[Required work] Report each line of the data that includes the word "cornice".

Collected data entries
== Segment start ==

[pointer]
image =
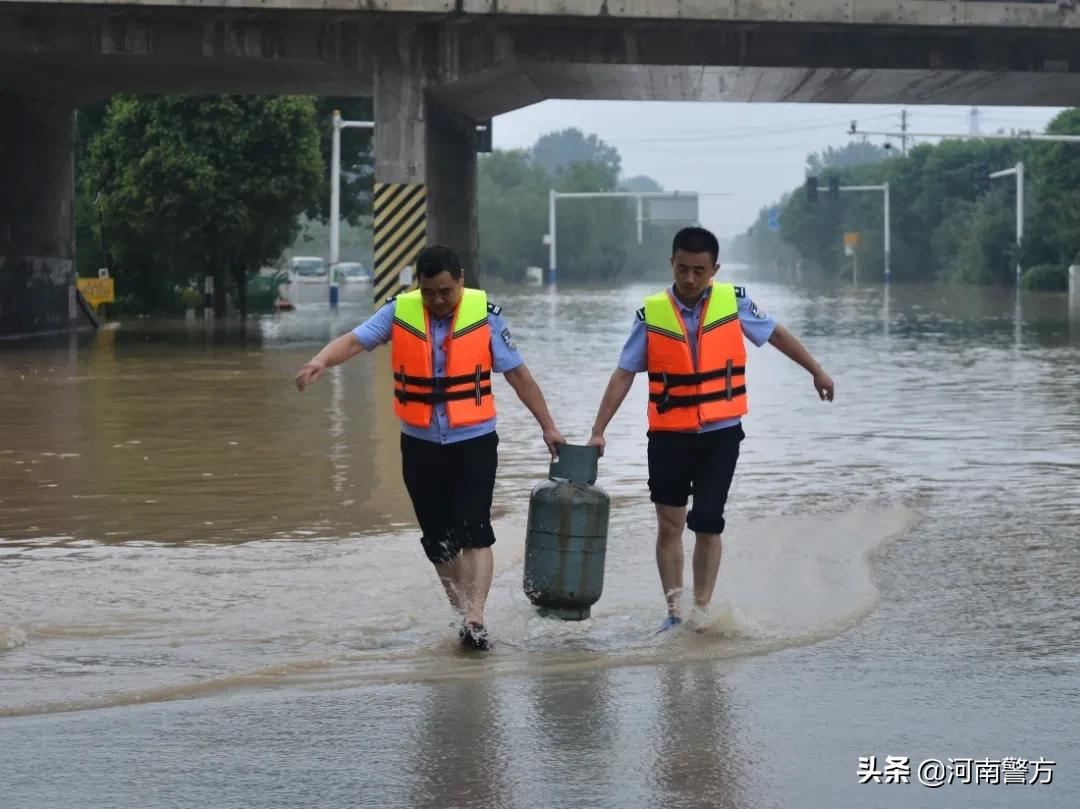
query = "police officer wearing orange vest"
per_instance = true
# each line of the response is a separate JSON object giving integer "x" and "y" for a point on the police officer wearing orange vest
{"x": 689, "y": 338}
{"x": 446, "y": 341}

== Segment end ==
== Segment start ==

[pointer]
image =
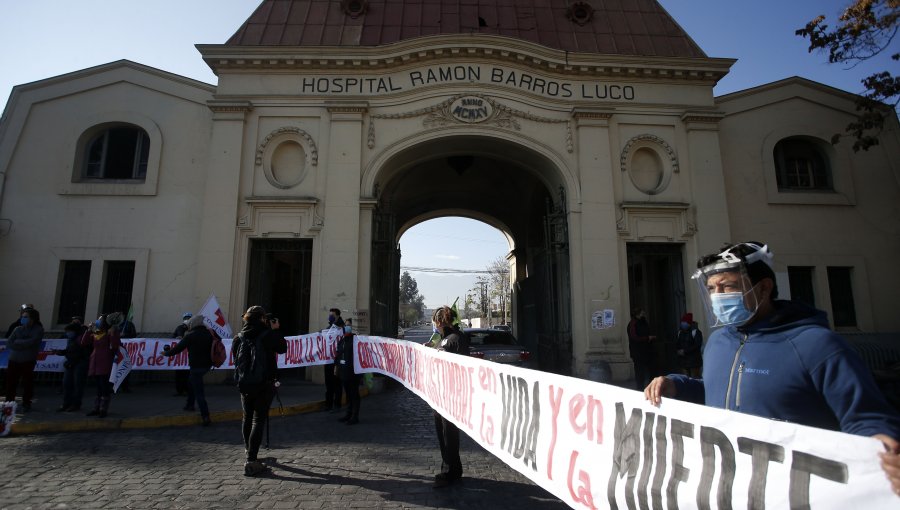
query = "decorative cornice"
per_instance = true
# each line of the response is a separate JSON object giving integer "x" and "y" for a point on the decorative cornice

== Segment end ==
== Segment start ==

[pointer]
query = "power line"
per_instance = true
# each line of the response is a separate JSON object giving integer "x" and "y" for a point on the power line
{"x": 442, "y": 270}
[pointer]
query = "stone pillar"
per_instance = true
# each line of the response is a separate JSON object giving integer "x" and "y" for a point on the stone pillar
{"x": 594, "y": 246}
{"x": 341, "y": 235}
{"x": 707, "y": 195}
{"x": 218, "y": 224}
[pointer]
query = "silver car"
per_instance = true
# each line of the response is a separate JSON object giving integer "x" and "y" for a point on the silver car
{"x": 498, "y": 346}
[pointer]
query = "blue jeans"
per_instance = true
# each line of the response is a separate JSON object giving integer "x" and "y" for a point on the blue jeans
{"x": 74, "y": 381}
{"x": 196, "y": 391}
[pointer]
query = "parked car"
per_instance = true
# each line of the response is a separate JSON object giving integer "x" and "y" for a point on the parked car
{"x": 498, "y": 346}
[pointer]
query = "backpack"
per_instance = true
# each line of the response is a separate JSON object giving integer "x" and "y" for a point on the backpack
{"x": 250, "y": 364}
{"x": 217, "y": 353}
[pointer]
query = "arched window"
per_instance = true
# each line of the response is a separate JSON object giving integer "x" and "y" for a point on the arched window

== Segment end ==

[Answer section]
query = "decorative cornice"
# each line of the response is a separate JSON object giving integer "x" and "y" for a point on the decorative cornice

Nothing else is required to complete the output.